National Eating Disorders Association

Dear Lesley: Is it Common to Binge Eat During Recovery from Anorexia?

Lesley Williams, MD, CEDS

Dr. Lesley Williams is a certified eating disorder specialist, family medicine physician, and positive body image advocate. She co-owns Liberation Center, an eating disorder treatment facility, in Phoenix, Arizona. Dr. Williams is dedicated to ensuring that all women and men who struggle with eating and body image issues receive the help that they need to overcome and live happy, healthy lives.

Dr. Williams regularly educates other healthcare professionals about the diversity and dangers of eating disorders. She has made several media appearances as an eating disorder expert and regularly speaks at national conferences. Her most recent body image advocacy project is writing the children’s book, Free to Be Me. It encourages young girls and boys to love their bodies, no matter what size, and is scheduled to be released later this year.

* _EXERCISE BRIEF_
According to the page about Dr. Lesley Williams, in which city is Liberation Center located? The lines after this have no connection to the text.

* _EXTRACTED ENTRIES_
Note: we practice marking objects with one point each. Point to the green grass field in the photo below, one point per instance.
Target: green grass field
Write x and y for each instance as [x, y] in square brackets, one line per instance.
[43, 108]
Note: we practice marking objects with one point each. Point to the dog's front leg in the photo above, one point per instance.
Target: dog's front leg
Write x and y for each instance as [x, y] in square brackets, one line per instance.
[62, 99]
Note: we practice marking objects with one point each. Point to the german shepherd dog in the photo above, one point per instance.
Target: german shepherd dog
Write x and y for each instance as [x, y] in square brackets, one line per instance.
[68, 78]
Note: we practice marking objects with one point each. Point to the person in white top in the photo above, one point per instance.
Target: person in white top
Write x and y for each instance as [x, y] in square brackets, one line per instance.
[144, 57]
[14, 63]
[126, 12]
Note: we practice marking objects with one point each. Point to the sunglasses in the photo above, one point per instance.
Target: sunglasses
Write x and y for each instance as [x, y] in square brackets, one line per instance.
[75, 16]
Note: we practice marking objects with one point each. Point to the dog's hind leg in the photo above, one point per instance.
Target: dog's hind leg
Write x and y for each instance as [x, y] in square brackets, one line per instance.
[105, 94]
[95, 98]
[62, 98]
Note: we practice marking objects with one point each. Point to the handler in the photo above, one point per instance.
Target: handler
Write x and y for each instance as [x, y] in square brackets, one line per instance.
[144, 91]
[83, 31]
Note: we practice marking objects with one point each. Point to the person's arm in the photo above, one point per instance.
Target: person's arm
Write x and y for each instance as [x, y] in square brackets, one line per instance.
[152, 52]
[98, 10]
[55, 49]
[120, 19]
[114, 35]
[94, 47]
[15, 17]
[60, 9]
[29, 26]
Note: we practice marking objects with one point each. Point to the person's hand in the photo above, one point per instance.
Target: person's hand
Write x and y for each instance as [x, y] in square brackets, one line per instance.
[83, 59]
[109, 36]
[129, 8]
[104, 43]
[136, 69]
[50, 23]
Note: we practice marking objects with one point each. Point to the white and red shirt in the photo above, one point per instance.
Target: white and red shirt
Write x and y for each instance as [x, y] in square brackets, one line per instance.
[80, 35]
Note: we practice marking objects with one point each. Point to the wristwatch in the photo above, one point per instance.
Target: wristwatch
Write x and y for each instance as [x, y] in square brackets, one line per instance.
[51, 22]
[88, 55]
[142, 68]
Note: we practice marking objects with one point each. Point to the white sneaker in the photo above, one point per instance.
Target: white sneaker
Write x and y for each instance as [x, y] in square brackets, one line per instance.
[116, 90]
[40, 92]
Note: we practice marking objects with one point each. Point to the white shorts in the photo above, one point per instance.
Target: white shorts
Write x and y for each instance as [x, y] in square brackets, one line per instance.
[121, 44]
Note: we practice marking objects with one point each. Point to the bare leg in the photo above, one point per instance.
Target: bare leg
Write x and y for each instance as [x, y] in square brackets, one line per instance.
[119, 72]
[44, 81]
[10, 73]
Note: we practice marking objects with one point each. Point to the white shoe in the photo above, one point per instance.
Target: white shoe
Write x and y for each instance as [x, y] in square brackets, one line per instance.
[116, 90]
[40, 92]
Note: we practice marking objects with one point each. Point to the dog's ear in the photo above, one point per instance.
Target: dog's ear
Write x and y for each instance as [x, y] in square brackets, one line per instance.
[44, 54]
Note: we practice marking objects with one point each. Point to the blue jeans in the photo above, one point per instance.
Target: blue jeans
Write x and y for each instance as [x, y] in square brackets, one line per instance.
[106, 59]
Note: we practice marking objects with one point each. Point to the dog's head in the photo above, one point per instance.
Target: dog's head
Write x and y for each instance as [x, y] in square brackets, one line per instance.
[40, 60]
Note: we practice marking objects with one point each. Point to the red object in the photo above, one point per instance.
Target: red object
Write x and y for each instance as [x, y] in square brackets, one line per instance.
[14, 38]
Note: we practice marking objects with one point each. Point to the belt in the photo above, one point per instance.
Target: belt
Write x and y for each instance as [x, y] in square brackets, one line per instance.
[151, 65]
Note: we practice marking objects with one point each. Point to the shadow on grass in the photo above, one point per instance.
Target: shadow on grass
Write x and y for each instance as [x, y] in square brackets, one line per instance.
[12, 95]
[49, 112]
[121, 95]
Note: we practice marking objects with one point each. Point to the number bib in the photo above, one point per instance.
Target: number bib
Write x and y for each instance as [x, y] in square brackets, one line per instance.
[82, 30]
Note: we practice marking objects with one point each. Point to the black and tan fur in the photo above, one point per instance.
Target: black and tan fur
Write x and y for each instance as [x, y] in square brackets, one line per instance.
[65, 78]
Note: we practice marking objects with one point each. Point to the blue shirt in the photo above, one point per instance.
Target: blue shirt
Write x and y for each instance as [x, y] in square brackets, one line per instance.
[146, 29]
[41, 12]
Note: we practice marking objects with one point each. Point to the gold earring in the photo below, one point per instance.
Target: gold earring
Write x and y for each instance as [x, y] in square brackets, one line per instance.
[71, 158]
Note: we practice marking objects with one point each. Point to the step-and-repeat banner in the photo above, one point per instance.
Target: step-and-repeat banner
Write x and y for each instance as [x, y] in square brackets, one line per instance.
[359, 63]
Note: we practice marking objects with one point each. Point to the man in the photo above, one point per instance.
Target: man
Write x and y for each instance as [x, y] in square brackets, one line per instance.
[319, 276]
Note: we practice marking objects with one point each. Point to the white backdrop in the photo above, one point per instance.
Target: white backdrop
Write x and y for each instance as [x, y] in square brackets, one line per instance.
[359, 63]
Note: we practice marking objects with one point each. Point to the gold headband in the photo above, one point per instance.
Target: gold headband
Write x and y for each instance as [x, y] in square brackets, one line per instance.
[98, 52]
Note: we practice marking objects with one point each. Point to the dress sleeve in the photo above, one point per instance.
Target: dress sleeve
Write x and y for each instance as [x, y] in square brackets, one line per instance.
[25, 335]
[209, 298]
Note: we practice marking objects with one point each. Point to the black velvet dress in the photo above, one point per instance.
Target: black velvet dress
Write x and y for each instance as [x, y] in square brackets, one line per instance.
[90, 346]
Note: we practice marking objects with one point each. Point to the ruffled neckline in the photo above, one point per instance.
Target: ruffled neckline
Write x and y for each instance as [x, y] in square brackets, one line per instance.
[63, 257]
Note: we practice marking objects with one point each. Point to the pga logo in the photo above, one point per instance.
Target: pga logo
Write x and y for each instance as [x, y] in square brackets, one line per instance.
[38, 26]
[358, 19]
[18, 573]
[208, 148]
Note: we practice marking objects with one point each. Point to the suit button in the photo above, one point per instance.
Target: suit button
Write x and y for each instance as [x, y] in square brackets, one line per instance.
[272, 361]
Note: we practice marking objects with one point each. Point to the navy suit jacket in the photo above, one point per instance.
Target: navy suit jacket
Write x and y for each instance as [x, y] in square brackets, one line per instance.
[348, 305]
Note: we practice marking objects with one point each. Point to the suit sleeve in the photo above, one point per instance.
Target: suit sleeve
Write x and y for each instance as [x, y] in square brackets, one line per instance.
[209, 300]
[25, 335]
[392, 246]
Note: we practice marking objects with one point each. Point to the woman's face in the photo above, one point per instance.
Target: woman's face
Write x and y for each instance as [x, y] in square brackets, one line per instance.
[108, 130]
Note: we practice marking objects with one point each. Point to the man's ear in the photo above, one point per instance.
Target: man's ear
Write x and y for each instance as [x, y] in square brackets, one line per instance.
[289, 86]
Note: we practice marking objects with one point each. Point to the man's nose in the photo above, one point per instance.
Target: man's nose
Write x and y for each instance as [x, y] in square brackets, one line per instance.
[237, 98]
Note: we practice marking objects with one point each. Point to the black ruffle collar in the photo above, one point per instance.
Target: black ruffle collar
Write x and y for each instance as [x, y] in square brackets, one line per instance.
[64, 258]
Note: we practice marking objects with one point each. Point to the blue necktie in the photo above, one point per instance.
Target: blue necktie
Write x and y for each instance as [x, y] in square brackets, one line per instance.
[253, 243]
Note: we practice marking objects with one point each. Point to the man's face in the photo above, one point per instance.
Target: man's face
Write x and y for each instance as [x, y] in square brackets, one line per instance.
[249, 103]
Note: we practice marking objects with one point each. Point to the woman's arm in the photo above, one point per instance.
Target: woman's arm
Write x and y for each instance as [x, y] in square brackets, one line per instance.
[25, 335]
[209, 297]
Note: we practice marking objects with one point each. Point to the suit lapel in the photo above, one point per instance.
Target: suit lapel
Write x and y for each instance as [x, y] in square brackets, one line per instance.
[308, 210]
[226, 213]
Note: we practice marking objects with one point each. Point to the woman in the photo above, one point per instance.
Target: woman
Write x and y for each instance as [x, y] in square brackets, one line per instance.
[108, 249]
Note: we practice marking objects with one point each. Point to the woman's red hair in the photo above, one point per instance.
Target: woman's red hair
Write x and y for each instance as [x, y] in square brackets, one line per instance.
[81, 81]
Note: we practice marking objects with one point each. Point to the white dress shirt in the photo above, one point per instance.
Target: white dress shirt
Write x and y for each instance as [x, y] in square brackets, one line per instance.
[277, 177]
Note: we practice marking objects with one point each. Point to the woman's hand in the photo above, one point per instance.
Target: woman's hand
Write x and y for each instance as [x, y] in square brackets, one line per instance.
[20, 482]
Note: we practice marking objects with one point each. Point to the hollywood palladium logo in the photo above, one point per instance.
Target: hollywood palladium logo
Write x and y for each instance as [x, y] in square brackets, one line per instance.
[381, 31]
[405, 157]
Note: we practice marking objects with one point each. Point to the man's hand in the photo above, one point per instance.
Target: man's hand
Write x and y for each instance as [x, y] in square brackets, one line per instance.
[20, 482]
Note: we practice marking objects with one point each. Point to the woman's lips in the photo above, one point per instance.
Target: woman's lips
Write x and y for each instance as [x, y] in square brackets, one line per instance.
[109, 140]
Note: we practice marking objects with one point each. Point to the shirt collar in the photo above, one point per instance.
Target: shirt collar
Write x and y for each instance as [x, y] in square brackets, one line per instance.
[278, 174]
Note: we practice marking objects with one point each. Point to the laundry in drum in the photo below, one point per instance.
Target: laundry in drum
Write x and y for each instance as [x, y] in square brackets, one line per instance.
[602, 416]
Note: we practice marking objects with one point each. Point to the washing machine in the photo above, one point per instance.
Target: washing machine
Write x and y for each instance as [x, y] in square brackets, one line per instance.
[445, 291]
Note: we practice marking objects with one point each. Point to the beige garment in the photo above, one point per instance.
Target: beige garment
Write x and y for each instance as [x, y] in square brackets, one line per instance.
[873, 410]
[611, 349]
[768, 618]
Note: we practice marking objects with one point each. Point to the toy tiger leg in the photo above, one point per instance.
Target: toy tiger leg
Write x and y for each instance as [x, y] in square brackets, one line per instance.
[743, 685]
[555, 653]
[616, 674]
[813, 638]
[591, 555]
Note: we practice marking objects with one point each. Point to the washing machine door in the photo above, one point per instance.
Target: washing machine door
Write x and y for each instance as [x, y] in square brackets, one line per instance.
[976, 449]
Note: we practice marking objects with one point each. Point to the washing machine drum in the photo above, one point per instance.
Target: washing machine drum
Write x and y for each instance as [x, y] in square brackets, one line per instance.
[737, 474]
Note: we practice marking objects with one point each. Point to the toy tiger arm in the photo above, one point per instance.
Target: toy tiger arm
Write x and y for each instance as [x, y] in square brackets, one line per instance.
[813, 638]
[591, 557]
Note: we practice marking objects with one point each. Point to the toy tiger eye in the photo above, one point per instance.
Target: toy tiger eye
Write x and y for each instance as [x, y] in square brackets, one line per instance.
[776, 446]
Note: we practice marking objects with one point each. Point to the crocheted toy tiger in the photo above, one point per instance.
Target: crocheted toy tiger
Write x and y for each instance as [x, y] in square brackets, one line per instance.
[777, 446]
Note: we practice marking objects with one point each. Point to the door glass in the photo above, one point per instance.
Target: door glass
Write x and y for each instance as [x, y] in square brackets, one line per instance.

* _ANSWER AREA_
Phoenix, Arizona